- **Goal**
Set down, word for word, the passage from the database thread below that opens with the words containing "I know that" and closes with "alternate, or whatever.".

[FoRK] Multicore, async segmented sequential models

Stephen Williams sdw at lig.net
Fri May 10 00:56:47 PDT 2013


On 5/9/13 11:59 PM, J. Andrew Rogers wrote:
> On May 9, 2013, at 9:45 PM, Stephen Williams <sdw at lig.net> wrote:
>> On 5/9/13 7:27 PM, J. Andrew Rogers wrote:
>>> Fixed format tables? What does that mean?
>>>
>> First, delete all data definition statements.
>> Next, fully qualify names of each "column" on "row" insert.
>> Insert N rows with every row potentially having a different set of column names.
>> Make up a new column name, insert a row containing it, query on that column.
>> Allow indexing on any field name, even if not present in all rows.  Support dynamic automatic indexing based on queries.
>> Adding a new field for new rows?  Just start inserting rows using that column.
>>
>> Apparently they couldn't imagine how to do that efficiently enough in the 70's...
>> But we are no longer IN the 70's.
>
> This has been available in databases for as long as I remember, under a variety of interfaces and names. Good relational databases can support it in almost exactly the same way that so-called "document-oriented" databases support it. And if this functionality has existed in databases in some form or another forever then it should raise the question of why no one used it until some young hipsters recently "discovered" it.

Specifics?  I didn't see it in Sybase, SQL Server, Oracle (a while ago), MySQL, or PostgreSQL.  There was not one example for 
doing this with SQL fields, tables, and joins.
Storing an XML or similar blob in a field is not the same thing. I've actually built a number of systems using that method to 
maintain sanity, including what is probably the highest volume payment management system in the US.  I've also worked on a 
system that did the relational database within a relational database (table of tables, table of row+columns+values, etc.), aka 
pseudo-tables.

>
> The short version: it is an inherently inefficient and non-scalable way to fundamentally organize a database. Write performance will generally suck, concurrency will suck, it won't scale worth a damn, and some common database queries will be painfully slow relative to more conventional organizations. If your database is only 10 GB or something like that, you might not notice the performance and concurrency issues because it fits in memory. If you have TBs of data, the problems will become hard to ignore.

Sure, if you have a few fixed width fields and you have a zillion of them you can optimize most overhead out.  However, as soon 
as you want to be able to put a lot of data in a table, you'll want to consider column and row compression or similar.  Sure, 
you can just relegate blobs to another table / space and just put the reference in the row, but that's not necessarily going to 
make retrieval of that row faster.

>
> It exists in databases for those few cases where it might offer a benefit that offsets the cost. (Back when I was architecting databases, I never found a use case for this particular optimization where it was worth it.)

What are you talking about?  The feature that shall not be named?

I know that the kitchen sink has been added to Oracle et al now, so this is somewhat moot.  We were talking about the 
historically narrow solution that SQL provided.

>
>
>> Want to do exactly the same optimized storage that you could do with fixed format tables?  Just do it for the rows that share the same fields, or hybrid with common fields and overflow / alternate, or whatever.

- **Dataset entries**

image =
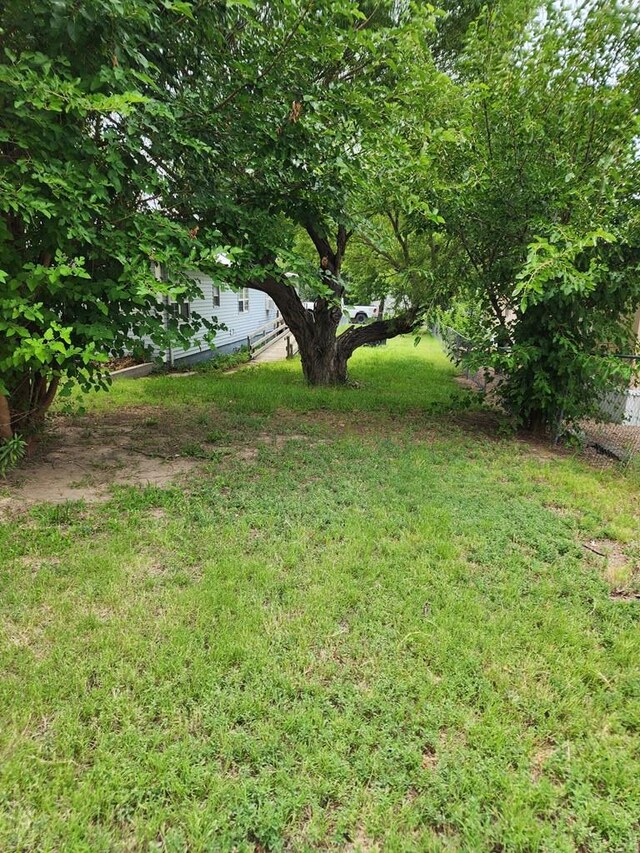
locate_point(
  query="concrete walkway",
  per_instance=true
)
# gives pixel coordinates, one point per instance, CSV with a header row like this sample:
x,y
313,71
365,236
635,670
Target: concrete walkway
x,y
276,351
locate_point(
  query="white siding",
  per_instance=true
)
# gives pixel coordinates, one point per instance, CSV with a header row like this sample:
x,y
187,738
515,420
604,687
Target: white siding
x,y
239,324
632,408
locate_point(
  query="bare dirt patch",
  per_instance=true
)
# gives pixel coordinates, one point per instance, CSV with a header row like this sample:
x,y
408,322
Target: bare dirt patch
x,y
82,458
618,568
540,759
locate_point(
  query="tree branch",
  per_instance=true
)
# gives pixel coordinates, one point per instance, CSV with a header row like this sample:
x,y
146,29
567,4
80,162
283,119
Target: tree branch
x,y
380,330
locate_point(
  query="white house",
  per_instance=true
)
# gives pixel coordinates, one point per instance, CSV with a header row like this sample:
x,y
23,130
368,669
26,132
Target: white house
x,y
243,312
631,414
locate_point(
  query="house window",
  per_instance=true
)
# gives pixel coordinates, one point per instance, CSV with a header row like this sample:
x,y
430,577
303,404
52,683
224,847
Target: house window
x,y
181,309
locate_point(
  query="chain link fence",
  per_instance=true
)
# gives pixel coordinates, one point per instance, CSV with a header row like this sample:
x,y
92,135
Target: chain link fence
==
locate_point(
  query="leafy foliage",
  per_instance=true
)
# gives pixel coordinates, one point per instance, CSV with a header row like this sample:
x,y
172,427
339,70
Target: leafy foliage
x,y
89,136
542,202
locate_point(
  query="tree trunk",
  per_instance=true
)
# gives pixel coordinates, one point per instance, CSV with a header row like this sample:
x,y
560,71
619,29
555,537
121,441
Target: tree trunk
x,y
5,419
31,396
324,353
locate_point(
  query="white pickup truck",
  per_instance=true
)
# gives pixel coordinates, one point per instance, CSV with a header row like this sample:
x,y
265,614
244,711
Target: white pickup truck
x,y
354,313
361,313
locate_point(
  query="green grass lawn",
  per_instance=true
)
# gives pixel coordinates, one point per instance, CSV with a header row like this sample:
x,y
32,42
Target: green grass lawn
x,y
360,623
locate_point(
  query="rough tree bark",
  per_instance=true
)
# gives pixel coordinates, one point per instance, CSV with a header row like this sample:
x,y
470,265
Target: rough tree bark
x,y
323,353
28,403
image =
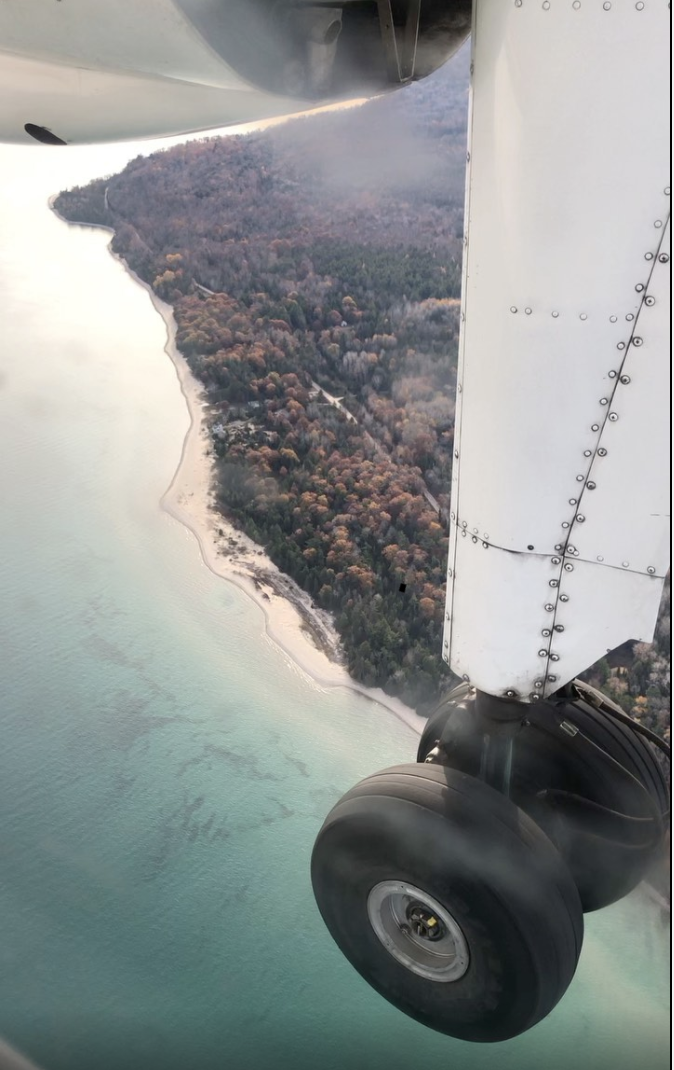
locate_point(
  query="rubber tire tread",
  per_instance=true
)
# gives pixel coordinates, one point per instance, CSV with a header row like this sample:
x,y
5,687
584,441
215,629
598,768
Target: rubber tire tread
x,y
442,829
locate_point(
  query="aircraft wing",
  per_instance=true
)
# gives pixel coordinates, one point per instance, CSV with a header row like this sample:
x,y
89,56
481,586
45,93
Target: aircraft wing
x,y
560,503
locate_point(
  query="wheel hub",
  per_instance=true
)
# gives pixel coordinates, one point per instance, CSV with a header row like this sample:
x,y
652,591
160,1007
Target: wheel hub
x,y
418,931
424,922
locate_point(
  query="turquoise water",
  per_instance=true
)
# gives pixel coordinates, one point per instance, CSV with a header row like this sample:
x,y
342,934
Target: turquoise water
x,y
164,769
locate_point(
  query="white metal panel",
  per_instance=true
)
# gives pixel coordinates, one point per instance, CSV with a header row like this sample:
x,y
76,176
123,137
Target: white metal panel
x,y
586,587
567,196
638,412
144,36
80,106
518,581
--
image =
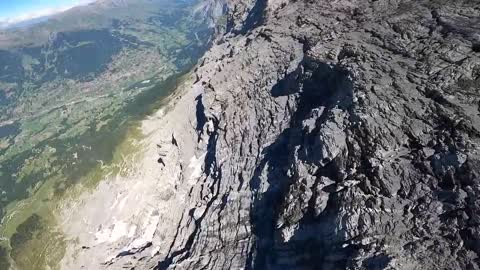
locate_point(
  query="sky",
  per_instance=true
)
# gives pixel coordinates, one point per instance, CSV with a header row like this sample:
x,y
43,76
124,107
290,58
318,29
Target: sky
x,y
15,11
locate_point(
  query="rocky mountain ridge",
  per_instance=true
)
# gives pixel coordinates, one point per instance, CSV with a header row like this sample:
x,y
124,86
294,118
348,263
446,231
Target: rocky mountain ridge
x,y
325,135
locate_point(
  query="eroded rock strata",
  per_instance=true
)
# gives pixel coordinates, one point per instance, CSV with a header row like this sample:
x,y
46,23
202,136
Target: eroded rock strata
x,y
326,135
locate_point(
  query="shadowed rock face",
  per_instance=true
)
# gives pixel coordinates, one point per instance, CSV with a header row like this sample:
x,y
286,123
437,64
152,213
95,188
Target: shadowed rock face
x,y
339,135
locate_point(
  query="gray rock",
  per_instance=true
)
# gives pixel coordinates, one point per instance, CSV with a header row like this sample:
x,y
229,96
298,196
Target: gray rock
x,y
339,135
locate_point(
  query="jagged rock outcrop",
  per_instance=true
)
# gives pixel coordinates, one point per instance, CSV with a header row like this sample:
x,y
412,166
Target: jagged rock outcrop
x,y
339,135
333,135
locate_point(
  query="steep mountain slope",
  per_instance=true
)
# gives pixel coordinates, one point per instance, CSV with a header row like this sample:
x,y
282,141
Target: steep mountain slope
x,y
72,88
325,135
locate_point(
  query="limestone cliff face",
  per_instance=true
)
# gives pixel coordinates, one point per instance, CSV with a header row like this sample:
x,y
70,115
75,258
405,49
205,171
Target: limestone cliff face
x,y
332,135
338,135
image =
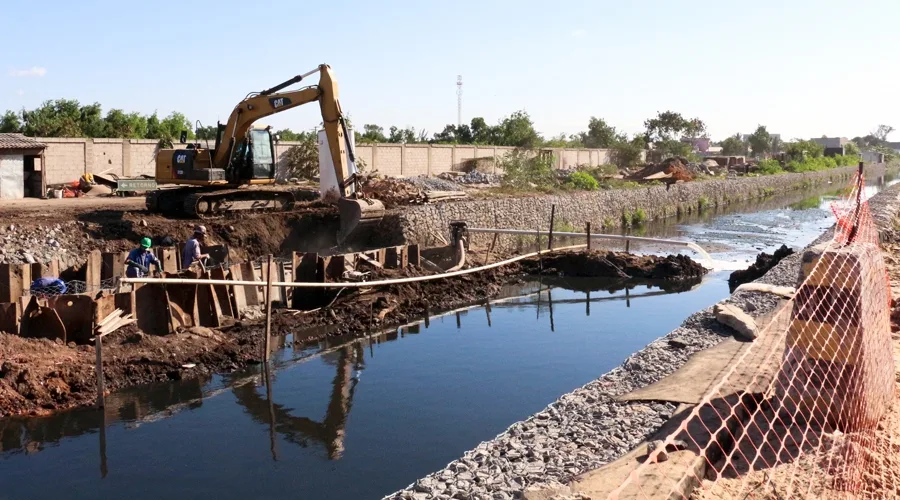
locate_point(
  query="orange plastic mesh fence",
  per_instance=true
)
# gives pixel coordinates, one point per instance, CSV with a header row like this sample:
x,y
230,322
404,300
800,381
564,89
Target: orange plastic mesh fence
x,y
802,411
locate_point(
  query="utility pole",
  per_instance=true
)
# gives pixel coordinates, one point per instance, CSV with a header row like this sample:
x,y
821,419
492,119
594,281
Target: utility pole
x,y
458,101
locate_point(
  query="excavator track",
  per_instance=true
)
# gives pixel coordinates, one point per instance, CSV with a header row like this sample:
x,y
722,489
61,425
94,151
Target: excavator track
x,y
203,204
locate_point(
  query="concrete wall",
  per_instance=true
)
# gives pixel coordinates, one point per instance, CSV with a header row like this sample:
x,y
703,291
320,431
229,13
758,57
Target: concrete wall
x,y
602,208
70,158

- **Completed task**
I know that the kitchen sink has been added to Oracle et al now, so this is somewhat moot.  We were talking about the 
historically narrow solution that SQL provided.

>
>
>> Want to do exactly the same optimized storage that you could do with fixed format tables?  Just do it for the rows that share the same fields, or hybrid with common fields and overflow / alternate, or whatever.